Region labeling items:
——

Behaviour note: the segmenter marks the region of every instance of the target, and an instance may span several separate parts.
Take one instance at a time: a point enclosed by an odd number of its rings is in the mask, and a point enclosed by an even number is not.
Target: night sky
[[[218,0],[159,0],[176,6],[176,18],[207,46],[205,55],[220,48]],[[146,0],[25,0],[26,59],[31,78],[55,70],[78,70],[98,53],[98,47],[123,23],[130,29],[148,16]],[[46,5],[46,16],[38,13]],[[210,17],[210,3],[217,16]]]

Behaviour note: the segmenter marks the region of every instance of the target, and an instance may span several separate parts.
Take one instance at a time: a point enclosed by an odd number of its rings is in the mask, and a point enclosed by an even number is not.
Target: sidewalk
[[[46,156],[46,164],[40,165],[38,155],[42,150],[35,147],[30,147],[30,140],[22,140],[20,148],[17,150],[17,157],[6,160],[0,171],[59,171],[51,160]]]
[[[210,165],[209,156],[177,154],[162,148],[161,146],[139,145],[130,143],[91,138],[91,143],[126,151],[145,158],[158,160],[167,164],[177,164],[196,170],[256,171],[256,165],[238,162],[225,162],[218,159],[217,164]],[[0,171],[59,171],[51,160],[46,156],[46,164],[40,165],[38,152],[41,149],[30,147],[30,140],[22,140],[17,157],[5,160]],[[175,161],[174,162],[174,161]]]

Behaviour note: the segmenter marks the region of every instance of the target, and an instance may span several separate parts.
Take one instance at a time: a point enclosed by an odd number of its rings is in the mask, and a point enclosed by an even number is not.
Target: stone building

——

Problem - Could you copy every one of the lines above word for word?

Written reply -
Behaviour note: the segmenter marks the region of every instance of the target, and an instance may span several separate parts.
Take one instance at a time: a point enclosed by an odd number of its rings is in the mask, and a point enclosed by an even number is not.
Target: night sky
[[[218,0],[159,0],[176,6],[176,18],[207,46],[205,55],[220,48]],[[146,0],[25,0],[26,59],[31,78],[55,70],[78,70],[98,53],[98,47],[123,23],[130,29],[148,16]],[[46,5],[46,16],[38,13]],[[210,17],[210,3],[217,16]]]

Behaviour note: the segmenter marks the region of every instance of the target, and an instance may span several separate parts.
Take one instance at a time: a point enclosed by an odd number of its rings is in the mask, and a point enclosed by an even number is not.
Target: sidewalk
[[[46,156],[46,164],[40,165],[38,155],[42,150],[35,147],[30,147],[30,140],[22,140],[20,148],[17,150],[17,157],[6,160],[0,171],[59,171],[51,160]]]
[[[210,165],[209,156],[177,154],[162,148],[161,146],[139,145],[130,143],[91,138],[91,143],[126,151],[145,158],[158,160],[167,164],[177,164],[196,170],[256,171],[256,165],[238,162],[225,162],[218,159],[217,164]],[[0,171],[59,171],[51,160],[46,156],[46,164],[40,165],[38,152],[41,149],[30,147],[30,140],[22,140],[17,157],[5,160]],[[175,161],[174,162],[174,161]]]

Behaviour note: the segmenter marks the region of every instance of the target, and an instance may span several separate parts.
Take one instance at a time: a point enclosed by an odd number of its rings is in the mask, and a point enclosed by an even number is not.
Target: stone building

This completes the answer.